= REQUIRED TASKS =
(A) Rewrite the paragraph beginning "I'm trying to make my way" in the forum post below about a Bollobás proof more briefly, keeping its main facts.
(B) In the forum post below about a Bollobás proof, what does $N$ stand for?
(C) Write a continuation of the forum post below about a Bollobás proof, starting after its last sentence.

= TEXT EXCERPT =
########################################
# Help with a Bollobás proof - Switching between random graph models

I'm trying to make my way through Bollobás' book 'Models of Random Graphs', and unfortunately I've come entirely unstuck on one of his typical 2-line "and of course, this is entirely trivial"-style proofs. Despite spending many hours staring at it in vain, I have progressed precisely nowhere and was hoping someone could explain what's going on to me in as much detail as they can possibly summon the energy to give, so that I might finally understand it. The book's theorem (Theorem 2.2) is about switching between the $\mathcal{G}(n,p)$ and $\mathcal{G}(n,m)$ models of random graphs, and goes as follows:

Theorem: (i) Let Q be any graph property and suppose $pqN \to \infty$ (where we have $n$ vertices and $N={n \choose 2}$ possible edges). Then the following 2 assertions are equivalent (my comments in italics):

a) Almost every graph in $\mathcal{G}(n,p)$ has Q. (Here $\mathcal{G}(n,p)$ represents the probability space of random graphs on $n$ vertices with edges distributed randomly with probability $p$, i.e. edge-number binomially distributed $\operatorname{Bin} (N,p)$)
########################################
= MATERIAL =

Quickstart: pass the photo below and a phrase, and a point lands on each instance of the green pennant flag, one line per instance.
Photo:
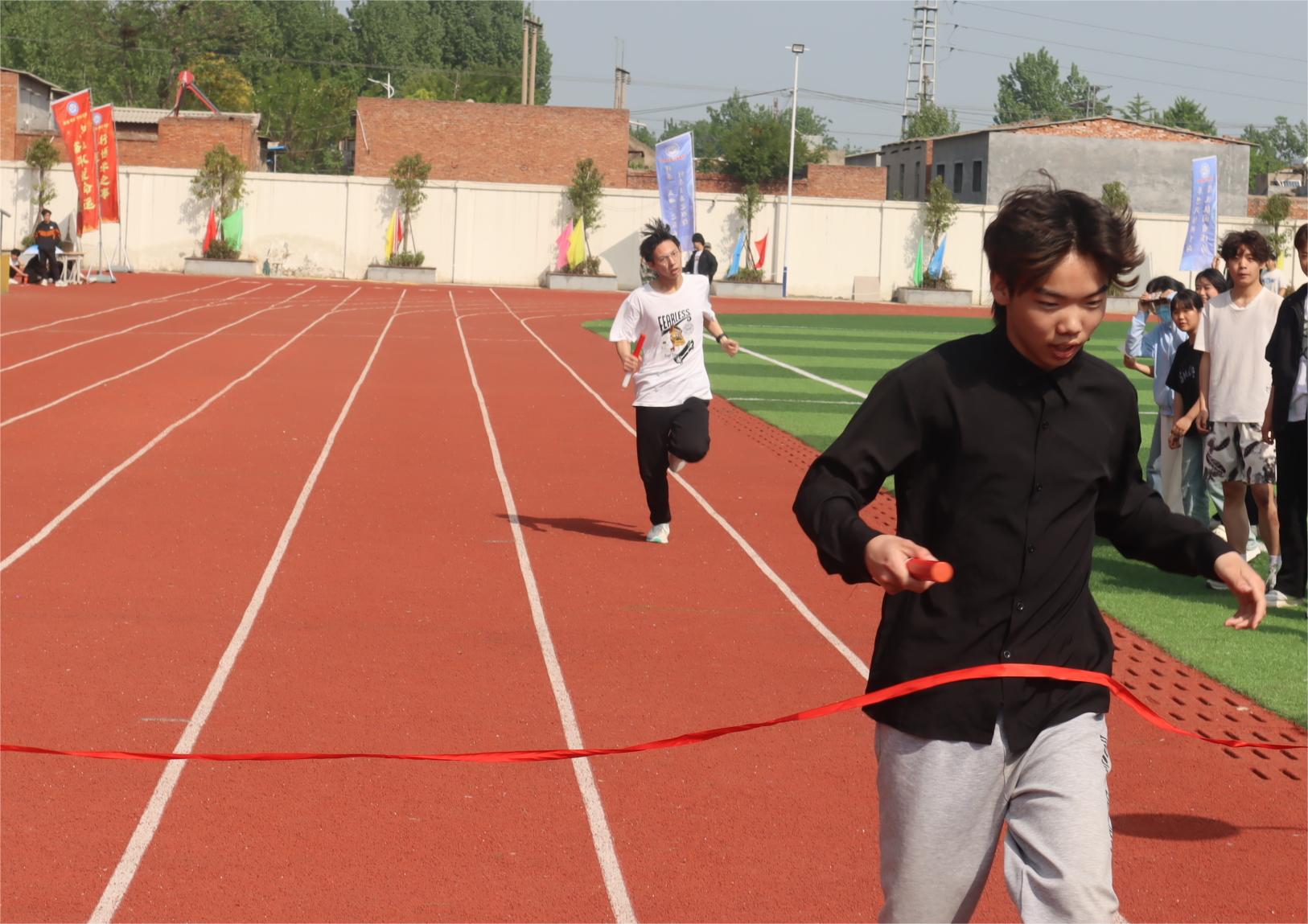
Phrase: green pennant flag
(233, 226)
########################################
= RESULTS IN ORDER =
(A) The poster is working through Bollobás' book 'Models of Random Graphs' and is stuck on one of its short "entirely trivial"-style proofs. After many hours without progress, they ask for the most detailed explanation anyone is willing to give. The proof is for Theorem 2.2, which concerns switching between the $\mathcal{G}(n,p)$ and $\mathcal{G}(n,m)$ models of random graphs.

(B) $N={n \choose 2}$, the number of possible edges on $n$ vertices.

(C)
b) Given $x>0$ and $\epsilon > 0$, if $n$ is sufficiently large, there are $l \geq (1- \epsilon) 2x(pqN)^{1/2}$ integers $M_1,\ldots,\,M_l$ with $pN-x(pqN)^{1/2}<M_1<M_2<\ldots < M_l<pN + x(pqN)^{1/2}$ such that $P_{M_i}(Q)>1-\epsilon$ for every $1 \leq i \leq l$.

Proof: (i) By the De Moivre-Laplace theorem, for every fixed $x > 0$, $\mathbb{P}_p(|e(G)-pN|<x(pqN)^{-1/2})\sim \Phi(x) - \Phi(-x).$ Since also $\mathbb{P}_p(e(G)=M) = b(M;N,p) < (pqN)^{-1/2}$ for every M, the equivalence follows.

So, where to start. With regards to what he did say, I believe the statement of $\Phi$ which we get from the De Moivre-Laplace theorem; I'm happy with that. I can't however see why that probabilty stated is $< (pqN)^{1/2}$ - I can believe it's true, but I can't see the most obvious way to prove it.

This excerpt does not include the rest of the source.